* To-do list
A. According to the article on Austria and Indonesia, in what year did Austria establish diplomatic relations with Indonesia?
B. Reproduce the article on Austria and Indonesia word for word, from "Austria, which is" up to and including "office in Jakarta.".

* Passage
>>>>>

Austria, which is celebrating its 54th anniversary on Monday, is a good friend of Indonesia. Its friendship with this archipelagic nation is already 55 years old. Surprisingly, Austria established diplomatic relations with Indonesia in 1954, one year before regaining her own complete sovereignty from the Allied Powers.
After the World War II in 1945, Austria was under the direct control of Allied Powers, the US, France, the UK and the former Soviet Union - until 1955, when it regained its independence and sovereignty.
This shows how the tiny but prosperous Central European country attaches importance to its ties with Southeast Asia's largest economy.
"Indonesia has always been a stable and reliable partner for Austria. That's why we have excellent relations with Indonesia," Austrian Ambassador to Indonesia Klaus Wolfer told The Jakarta Post last week at his office in Jakarta.
Ambassador Wolfer, a career diplomat, submitted his letter of credence to President Susilo Bambang Yudhoyono on Jan. 30, 2007.

<<<<<

* Material shown
>>>>>

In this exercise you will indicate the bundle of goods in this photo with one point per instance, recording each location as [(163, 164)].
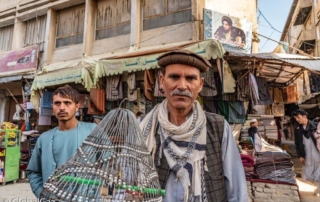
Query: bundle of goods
[(275, 166), (248, 165), (112, 164), (7, 127)]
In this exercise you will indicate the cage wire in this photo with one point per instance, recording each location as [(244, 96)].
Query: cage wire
[(113, 164)]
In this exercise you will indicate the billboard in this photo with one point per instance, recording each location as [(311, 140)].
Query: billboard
[(21, 60), (234, 33)]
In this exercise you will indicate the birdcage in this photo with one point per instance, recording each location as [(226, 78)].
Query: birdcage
[(113, 164)]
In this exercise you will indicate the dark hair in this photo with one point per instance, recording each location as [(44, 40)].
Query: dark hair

<<<<<

* Full solutions
A. 1954

B.
Austria, which is celebrating its 54th anniversary on Monday, is a good friend of Indonesia. Its friendship with this archipelagic nation is already 55 years old. Surprisingly, Austria established diplomatic relations with Indonesia in 1954, one year before regaining her own complete sovereignty from the Allied Powers.
After the World War II in 1945, Austria was under the direct control of Allied Powers, the US, France, the UK and the former Soviet Union - until 1955, when it regained its independence and sovereignty.
This shows how the tiny but prosperous Central European country attaches importance to its ties with Southeast Asia's largest economy.
"Indonesia has always been a stable and reliable partner for Austria. That's why we have excellent relations with Indonesia," Austrian Ambassador to Indonesia Klaus Wolfer told The Jakarta Post last week at his office in Jakarta.